Steel Beam and Column Analysis Spreadsheet
This spreadsheet is a program written in MS-Excel for the purpose of analysis and code checking of steel beams and columns. Specifically, beams and columns are analyzed / code checked per the AISC 9th Edition Allowable Stress Design (ASD) Manual. Both actual and allowable stresses are computed, with the final result being a computed “stress ratio” of actual stress/allowable stress. Also, a list of the lightest weight members which satisfy the code check is displayed for convenience.
This program is a workbook consisting of six (6) worksheets, described as follows:
- Doc – Documentation sheet
- BeamCol(I) – Analysis / Code Check for W, S, M, and HP Shapes
- BeamCol(Built-Up) – Analysis / Code Check for Non-Database and Built-Up Shapes
- BeamCol(C) – Analysis / Code Check for Channel Shapes
- BeamCol(Tube) – Analysis / Code Check for Rectangular HSS (Tube) Shapes
- BeamCol(Pipe) – Analysis / Code Check for Round HSS and Pipe Shapes
All the worksheets are independent and self contained, so that you can move them from one workbook to another. All the worksheets are protected, but not with a password.
Program Assumptions and Limitations:
1. This program follows the procedures and guidelines of the AISC 9th Edition Allowable Stress (ASD) Manual (1989).
2. This program uses the database of member dimensions and section properties from the “AISC Shapes Database”, Version 3.0 (2001) as well as the AISC 9th Edition (ASD) Manual (1989).
3. The “BeamCol(Built-Up)” worksheet is valid for AISC W, S, M, and HP shapes NOT contained in the AISC 9th Edition Manual, as well as for non-hybird and doubly-symmetrical (“I” shaped) built-up members which have their flanges continuously welded to the web and which DO NOT quailify as plate girders.(Note: the AISC Code limiting value on the web for built-up beams not to qualify as plate girders is as follows:
(d-2*tf)/tw <= 760/SQRT(0.60*Fy)
4. This program is NOT valid for tees (WT shapes) and angles.
5. In this program for members subjected to known loadings consisting of axial load (compression or tension) and/or uniaxial or biaxial bending, both the actual and allowable stress are computed, with the final result being a computed “stress ratio” of actual stress/allowable stress.

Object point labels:

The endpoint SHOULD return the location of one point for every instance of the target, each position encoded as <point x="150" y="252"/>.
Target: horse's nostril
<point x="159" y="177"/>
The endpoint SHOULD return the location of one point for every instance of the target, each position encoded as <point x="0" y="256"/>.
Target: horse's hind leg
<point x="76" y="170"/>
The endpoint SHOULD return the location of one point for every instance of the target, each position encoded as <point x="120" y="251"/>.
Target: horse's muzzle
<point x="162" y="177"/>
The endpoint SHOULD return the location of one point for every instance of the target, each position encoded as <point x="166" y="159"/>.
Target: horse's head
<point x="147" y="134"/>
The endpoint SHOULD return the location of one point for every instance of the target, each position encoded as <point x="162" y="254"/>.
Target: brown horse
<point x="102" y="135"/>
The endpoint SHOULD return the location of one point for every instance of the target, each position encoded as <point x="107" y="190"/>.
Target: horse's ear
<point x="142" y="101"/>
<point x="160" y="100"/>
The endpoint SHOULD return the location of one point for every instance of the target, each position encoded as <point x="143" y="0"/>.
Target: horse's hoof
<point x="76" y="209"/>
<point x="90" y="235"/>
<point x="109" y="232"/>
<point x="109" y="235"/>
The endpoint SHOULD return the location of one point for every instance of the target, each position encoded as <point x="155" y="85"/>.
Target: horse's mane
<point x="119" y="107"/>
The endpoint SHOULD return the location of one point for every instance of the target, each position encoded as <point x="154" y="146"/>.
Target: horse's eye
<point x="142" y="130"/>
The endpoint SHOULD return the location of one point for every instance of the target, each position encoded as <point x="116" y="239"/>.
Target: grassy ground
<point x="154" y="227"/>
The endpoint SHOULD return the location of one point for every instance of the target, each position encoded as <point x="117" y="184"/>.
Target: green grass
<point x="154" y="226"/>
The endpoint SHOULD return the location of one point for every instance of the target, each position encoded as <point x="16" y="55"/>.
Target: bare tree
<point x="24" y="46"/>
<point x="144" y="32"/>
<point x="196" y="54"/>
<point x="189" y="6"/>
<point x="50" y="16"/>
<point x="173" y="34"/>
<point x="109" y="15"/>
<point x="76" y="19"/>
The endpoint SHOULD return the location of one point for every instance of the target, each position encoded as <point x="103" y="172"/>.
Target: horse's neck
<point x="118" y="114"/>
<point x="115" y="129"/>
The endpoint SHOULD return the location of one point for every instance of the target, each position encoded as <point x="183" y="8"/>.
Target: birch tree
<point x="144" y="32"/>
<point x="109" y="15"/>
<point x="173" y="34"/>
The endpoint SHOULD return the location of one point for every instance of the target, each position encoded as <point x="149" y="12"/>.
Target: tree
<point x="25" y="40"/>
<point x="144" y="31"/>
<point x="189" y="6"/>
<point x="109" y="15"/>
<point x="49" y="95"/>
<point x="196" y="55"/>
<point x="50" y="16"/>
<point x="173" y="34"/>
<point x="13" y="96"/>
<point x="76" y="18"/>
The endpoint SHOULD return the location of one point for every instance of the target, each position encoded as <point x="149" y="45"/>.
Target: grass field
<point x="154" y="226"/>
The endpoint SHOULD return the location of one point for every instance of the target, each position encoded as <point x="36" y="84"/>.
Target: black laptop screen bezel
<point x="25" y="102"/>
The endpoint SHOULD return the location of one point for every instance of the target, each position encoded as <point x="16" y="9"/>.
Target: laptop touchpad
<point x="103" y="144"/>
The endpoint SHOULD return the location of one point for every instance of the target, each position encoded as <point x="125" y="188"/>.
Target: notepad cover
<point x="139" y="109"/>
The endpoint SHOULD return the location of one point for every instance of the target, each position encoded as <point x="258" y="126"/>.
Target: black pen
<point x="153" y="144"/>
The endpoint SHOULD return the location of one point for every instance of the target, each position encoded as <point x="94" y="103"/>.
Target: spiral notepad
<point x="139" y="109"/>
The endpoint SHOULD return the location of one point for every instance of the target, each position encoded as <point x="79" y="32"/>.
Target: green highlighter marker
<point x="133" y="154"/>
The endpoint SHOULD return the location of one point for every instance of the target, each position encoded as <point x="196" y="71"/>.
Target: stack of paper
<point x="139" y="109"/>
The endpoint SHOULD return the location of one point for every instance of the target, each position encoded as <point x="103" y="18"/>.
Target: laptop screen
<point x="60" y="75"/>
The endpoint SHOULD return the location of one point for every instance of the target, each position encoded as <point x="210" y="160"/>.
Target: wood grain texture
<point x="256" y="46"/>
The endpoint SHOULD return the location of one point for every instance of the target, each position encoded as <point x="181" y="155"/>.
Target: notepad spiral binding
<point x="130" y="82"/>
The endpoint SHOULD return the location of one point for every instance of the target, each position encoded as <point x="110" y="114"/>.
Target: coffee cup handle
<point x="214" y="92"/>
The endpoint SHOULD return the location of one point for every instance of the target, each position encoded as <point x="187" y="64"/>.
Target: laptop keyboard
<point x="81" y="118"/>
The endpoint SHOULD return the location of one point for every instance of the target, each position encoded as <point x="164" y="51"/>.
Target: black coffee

Problems to solve:
a. Print the passage of the steel beam and column spreadsheet description starting at "Program Assumptions and" and ending at "shapes) and angles.".
b. Go on with the steel beam and column spreadsheet description from the point where it stops.
You won't need the rows.

Expected outputs:
a.
Program Assumptions and Limitations:
1. This program follows the procedures and guidelines of the AISC 9th Edition Allowable Stress (ASD) Manual (1989).
2. This program uses the database of member dimensions and section properties from the “AISC Shapes Database”, Version 3.0 (2001) as well as the AISC 9th Edition (ASD) Manual (1989).
3. The “BeamCol(Built-Up)” worksheet is valid for AISC W, S, M, and HP shapes NOT contained in the AISC 9th Edition Manual, as well as for non-hybird and doubly-symmetrical (“I” shaped) built-up members which have their flanges continuously welded to the web and which DO NOT quailify as plate girders.(Note: the AISC Code limiting value on the web for built-up beams not to qualify as plate girders is as follows:
(d-2*tf)/tw <= 760/SQRT(0.60*Fy)
4. This program is NOT valid for tees (WT shapes) and angles.

b.
6. The “BeamCol(Built-Up)” worksheet will require the input for the total depth, web thickness, flange width, and flange thickness. Then, all the remaining section properties are automatically calculated, assuming straight,non-sloping flanges.
7. This program utilizes an “Allowable Stress Increase Factor” (ASIF) which is a multiplier of any of the calculated allowable stresses Fa, Fbx, and Fby and also the Euler column buckling stresses F’ex and F’ey. It is used and appears ONLY in the stress ratio calculation. Typically a value of 1.0 may be used. However, a value of 1.333 may be used for load combinations which include wind or seismic loads.
8. If an axially loaded compression member has a value of the maximum slenderness ratio K*L*12/r >200, then a message will appear. However, this program DOES NOT consider or deem a particular member as “inadequate” based on the slenderness ratio of 200 being exceeded.
9. For the case of combined axial compression with bending, if the calculated value of fa >=F’e (which is not allowed) then a warning (error!) message will appear.
10. When the values of either ‘Lx’, ‘Ly’, or ‘Lb’ are input = 0′ (or actually <= 1.0′), this program will use a value = 1.0′.
11. When a stiffened element (web) of a member subjected to axial compression is classified as a “slender” element (exceeding non-compact limits) based on local buckling criteria, then the program complies with AISC Appendix B.
12. In the “BeamCol(C)” worksheet for channels subjected to Y-axis bending, the properties database uses the minimum value of ‘Sy’. However, it is desired to calculate the bending stress at the back of the channel instead of at the tips of the flanges, this may be done by computing a “reduced effective” Y-axis bending moment, Mye = My*Sy*(xbar)/Iy , for member loading input.
13. The values of ‘Cb’, ‘Cmx’, ‘Cmy’, ‘Kx, and ‘Ky’ may be calculated (if applicable) by accessing the additional input data to the right of the main page in each of the calculation worksheets. Then, these calculated values can be input under the member design parameters on the main page. (Note: there are equations which very closely approximate the solutions for ‘Kx’ and ‘Ky’ obtained using the AISC Code Alignment Charts.)
14. This program does not calculate or check shear or deflection in member
15. This program does not consider torsion on member.
16. This program does not consider deduction for holes in members subjected to tension.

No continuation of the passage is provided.